══ ROWS

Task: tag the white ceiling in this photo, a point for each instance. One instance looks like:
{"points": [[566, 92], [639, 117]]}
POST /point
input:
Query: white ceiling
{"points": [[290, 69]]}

════

EXERCISE BRIEF: The records above are to be repeated exactly, in their entirety.

TASK OUTPUT:
Task: tag the white ceiling in this photo, a point for each instance. One instance looks like:
{"points": [[566, 92], [639, 117]]}
POST /point
input:
Query: white ceiling
{"points": [[290, 69]]}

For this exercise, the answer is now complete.